**What you are asked to do:**
Copy all lines in the data that contain the string "storm".

**Records from a data source:**
——————————

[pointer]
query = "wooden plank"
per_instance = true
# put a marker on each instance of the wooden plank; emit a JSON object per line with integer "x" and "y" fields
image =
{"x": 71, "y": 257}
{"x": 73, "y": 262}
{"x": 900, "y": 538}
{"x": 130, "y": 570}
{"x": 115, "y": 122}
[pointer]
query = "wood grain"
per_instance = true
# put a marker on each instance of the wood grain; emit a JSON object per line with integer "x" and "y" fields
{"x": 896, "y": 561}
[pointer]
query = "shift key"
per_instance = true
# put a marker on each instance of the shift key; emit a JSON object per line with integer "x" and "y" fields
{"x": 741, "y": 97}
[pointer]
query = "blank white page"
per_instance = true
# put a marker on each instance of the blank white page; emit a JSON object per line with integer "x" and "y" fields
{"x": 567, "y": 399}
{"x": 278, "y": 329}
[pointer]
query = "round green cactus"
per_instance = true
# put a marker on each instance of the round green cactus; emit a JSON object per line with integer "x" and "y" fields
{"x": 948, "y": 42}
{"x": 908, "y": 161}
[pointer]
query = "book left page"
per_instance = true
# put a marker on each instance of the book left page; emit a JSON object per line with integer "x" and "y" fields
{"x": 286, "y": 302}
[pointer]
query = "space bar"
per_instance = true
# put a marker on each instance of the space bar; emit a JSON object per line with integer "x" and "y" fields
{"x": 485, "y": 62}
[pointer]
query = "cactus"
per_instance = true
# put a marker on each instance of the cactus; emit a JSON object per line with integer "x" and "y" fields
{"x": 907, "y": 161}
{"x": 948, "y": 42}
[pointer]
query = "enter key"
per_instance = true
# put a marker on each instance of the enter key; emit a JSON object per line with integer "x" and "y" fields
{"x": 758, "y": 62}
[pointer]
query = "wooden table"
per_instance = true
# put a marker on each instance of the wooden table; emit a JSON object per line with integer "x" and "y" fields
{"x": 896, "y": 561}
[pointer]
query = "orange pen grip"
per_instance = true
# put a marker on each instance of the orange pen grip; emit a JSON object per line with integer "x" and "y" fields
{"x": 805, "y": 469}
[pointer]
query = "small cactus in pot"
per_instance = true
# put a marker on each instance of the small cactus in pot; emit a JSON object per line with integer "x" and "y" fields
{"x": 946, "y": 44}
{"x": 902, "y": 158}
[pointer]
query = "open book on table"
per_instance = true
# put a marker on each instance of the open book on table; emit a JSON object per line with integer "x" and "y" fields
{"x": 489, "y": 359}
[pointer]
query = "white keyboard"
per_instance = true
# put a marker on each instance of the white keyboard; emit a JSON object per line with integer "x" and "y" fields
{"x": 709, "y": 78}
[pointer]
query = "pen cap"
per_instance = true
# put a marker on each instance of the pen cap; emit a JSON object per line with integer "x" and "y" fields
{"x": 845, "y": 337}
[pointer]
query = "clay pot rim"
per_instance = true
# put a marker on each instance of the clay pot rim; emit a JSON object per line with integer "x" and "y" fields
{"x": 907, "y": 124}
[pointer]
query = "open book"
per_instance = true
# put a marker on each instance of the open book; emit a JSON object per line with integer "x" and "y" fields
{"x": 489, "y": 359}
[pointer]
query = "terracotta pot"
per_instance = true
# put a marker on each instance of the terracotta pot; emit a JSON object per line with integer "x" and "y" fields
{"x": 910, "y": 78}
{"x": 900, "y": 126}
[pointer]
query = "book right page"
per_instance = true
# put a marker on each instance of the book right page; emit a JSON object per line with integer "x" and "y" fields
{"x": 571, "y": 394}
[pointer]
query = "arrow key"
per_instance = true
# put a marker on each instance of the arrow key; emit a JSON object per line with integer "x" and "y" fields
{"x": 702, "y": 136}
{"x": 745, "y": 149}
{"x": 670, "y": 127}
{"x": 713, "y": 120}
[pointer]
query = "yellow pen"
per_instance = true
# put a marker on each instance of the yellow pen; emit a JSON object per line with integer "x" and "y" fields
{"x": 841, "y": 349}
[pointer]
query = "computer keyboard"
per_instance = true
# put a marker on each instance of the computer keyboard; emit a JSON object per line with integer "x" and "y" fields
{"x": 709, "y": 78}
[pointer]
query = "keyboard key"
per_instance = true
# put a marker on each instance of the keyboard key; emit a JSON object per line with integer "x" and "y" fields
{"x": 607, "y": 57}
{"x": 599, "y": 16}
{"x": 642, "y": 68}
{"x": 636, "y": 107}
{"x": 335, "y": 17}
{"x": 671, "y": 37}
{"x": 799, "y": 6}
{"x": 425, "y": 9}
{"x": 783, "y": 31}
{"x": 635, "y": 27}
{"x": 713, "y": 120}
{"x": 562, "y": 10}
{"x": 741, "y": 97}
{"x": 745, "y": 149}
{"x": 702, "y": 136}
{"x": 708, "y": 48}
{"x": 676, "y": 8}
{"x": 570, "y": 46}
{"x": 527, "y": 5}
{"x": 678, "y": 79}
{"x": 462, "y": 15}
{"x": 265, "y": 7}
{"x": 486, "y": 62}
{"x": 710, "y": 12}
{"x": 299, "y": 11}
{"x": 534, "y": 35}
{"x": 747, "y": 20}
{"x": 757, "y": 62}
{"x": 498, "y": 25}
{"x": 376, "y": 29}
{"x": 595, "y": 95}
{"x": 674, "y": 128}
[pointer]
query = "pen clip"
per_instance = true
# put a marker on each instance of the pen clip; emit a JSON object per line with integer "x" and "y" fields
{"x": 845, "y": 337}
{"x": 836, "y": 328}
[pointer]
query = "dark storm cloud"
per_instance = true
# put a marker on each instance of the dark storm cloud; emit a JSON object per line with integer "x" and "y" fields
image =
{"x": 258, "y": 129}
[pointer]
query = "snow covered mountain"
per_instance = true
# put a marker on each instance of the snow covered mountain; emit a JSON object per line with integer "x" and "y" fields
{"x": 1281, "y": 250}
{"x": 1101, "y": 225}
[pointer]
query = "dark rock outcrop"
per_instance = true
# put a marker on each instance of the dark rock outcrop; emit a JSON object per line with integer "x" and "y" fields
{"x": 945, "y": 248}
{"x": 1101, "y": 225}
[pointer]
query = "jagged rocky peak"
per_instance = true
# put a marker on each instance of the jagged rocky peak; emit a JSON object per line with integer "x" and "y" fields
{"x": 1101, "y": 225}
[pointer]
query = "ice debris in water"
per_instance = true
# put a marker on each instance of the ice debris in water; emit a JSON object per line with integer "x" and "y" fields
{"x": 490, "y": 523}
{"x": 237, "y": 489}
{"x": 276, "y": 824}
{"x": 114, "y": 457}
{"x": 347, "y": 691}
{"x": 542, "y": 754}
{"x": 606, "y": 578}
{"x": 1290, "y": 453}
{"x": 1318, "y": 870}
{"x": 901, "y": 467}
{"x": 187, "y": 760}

——————————

**Exercise output:**
query = "dark storm cloud"
# put a marker on each instance of the dark storm cloud; emit a JSON object per line with integer "x" and "y" fields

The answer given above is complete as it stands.